> [Text section]

During the past few pages I have raised several
examples of the decline of moral principle. A book could be devoted solely to
the manifestations of it. But such a study is not within the purposes of this
present essay. The question we are really concerned with here is the question
of "Are we to hold principles?"
So that we would take this question seriously, it has been necessary to
become sensitive to the challenge that has been thrown up to morality. Present
day Americans do not resoundingly answer "yes" to the question.
The answer, of course, must be
"yes." Principles are
essential. We must have them and they must be sound libertarian principles
cementing a social relationship that will make possible emergent life. But as
with all things, the mere answer is not enough. We must appreciate fully the
compulsion of the answer, and the
appreciation must be emotional as well as mental.

[Dataset excerpt]
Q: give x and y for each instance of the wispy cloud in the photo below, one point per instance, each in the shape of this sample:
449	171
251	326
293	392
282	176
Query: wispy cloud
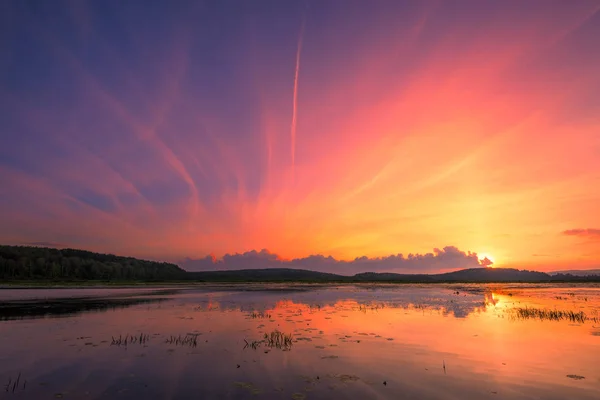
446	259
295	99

> [To do]
**a)** Please rewrite the stretch of the passage on principles from "So that we would" through "well as mental.", changing "essential" to "indispensable".
**b)** Decide whether each statement agrees with the passage on principles, and answer yes or no with the deciding words quoted from it.
(i) Present-day Americans resoundingly answer "yes" to the question of holding principles.
(ii) A study of the manifestations of moral decline falls within the purposes of the essay.
(iii) The appreciation of the answer must be emotional as well as mental.
**c)** Answer these questions from the passage on principles.
(i) What could be devoted solely to the manifestations of the decline of moral principle?
(ii) What kind of principles must they be?
(iii) What is not enough, as with all things?
This data was taken from a separate source.

> [Set of answers]
**a)**
So that we would take this question seriously, it has been necessary to
become sensitive to the challenge that has been thrown up to morality. Present
day Americans do not resoundingly answer "yes" to the question.
The answer, of course, must be
"yes." Principles are
indispensable. We must have them and they must be sound libertarian principles
cementing a social relationship that will make possible emergent life. But as
with all things, the mere answer is not enough. We must appreciate fully the
compulsion of the answer, and the
appreciation must be emotional as well as mental.

**b)**
(i) No: "Present day Americans do not resoundingly answer "yes" to the question."
(ii) No: "But such a study is not within the purposes of this present essay."
(iii) Yes: "the appreciation must be emotional as well as mental."

**c)**
(i) A book.
(ii) Sound libertarian principles.
(iii) The mere answer.